* **YANG DITANYAKAN**:
Dalam berita tentang penyebab korupsi di kalangan pemerintah, apa yang menurut Tjahjo Kumolo masih belum memadai?

* **KUTIPAN**:

Kastara.id, Jakarta – Menteri Dalam Negeri (Mendagri) Tjahjo Kumolo mengungkapkan penyebab masih adanya dugaan korupsi dari kalangan pemerintah. “Komitmen dan integritas antikorupsi dari seluruh stakeholder seperti pemerintah, masyarakat, dan swasta khususnya masih belum memadai,” kata Tjahjo, Senin (5/9).

Selain itu, belum seluruh Pemerintahan, khususnya daerah, menerapkan elektronik procurement (pengadaan) dan membentuk unit layanan pengadaan. “Masih rentannya birokrasi terhadap intervensi kepentingan. Hal ini masih kita lihat adanya berbagai kasus korupsi yang melibatkan birokrasi,” ujar Mendagri.

Misalnya, ia mencontohkan, kuasa pengguna anggaran atau panitia pengadaan tidak berdiri sendiri, namun melibatkan kepala daerah dan DPRD, bisa juga oknum pusat. Karena itu, kata Mendagri, perlunya penyempurnaan regulasi pengelolaan keuangan daerah terkait UU Pemda, ditambah pengaturan pajak dan retribusi daerah. Termasuk pengaturan pemberian hibah dan bansos. Lalu, pengaturan mengenai larangan kepala daerah untuk mempromosilan pejabat terpidana. “Dan penerapan E-Budgeting (penganggaran), khususnya dalam melihat pendapatan dan pengeluaran secara elektronik,” kata Mendagri.

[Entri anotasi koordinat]
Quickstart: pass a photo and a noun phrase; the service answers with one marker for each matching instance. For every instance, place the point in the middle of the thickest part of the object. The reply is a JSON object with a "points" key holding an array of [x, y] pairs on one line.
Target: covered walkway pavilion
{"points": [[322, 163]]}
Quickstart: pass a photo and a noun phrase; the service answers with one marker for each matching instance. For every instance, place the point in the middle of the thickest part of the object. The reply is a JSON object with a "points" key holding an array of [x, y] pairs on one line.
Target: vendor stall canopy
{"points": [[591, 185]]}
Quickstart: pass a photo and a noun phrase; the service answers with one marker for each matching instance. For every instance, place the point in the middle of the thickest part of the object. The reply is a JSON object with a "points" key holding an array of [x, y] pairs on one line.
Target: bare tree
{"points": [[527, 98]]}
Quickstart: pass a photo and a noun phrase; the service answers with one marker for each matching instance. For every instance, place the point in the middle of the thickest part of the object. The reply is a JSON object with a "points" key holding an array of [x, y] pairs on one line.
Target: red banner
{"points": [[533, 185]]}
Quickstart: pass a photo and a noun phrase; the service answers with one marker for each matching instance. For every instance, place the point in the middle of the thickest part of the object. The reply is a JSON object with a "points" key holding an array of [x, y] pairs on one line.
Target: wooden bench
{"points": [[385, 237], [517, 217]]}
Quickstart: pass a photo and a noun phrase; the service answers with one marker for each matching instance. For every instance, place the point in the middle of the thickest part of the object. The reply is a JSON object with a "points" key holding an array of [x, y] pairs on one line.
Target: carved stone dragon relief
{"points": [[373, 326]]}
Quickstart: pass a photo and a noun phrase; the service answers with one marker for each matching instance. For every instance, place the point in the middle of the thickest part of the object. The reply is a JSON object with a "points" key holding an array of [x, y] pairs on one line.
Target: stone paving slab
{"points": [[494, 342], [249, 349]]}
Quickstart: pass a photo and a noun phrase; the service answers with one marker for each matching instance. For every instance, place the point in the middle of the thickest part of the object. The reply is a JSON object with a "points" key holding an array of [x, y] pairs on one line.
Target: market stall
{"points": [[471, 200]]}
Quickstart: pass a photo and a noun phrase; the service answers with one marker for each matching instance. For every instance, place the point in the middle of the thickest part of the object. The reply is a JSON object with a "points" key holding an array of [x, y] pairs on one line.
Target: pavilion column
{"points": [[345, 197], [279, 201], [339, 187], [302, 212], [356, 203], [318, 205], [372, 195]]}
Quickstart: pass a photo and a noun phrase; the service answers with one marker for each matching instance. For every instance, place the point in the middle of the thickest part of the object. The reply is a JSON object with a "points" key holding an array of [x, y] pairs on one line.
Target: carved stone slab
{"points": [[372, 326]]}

* **HASIL LATIHAN**:
Komitmen dan integritas antikorupsi dari seluruh stakeholder, seperti pemerintah, masyarakat, dan khususnya swasta.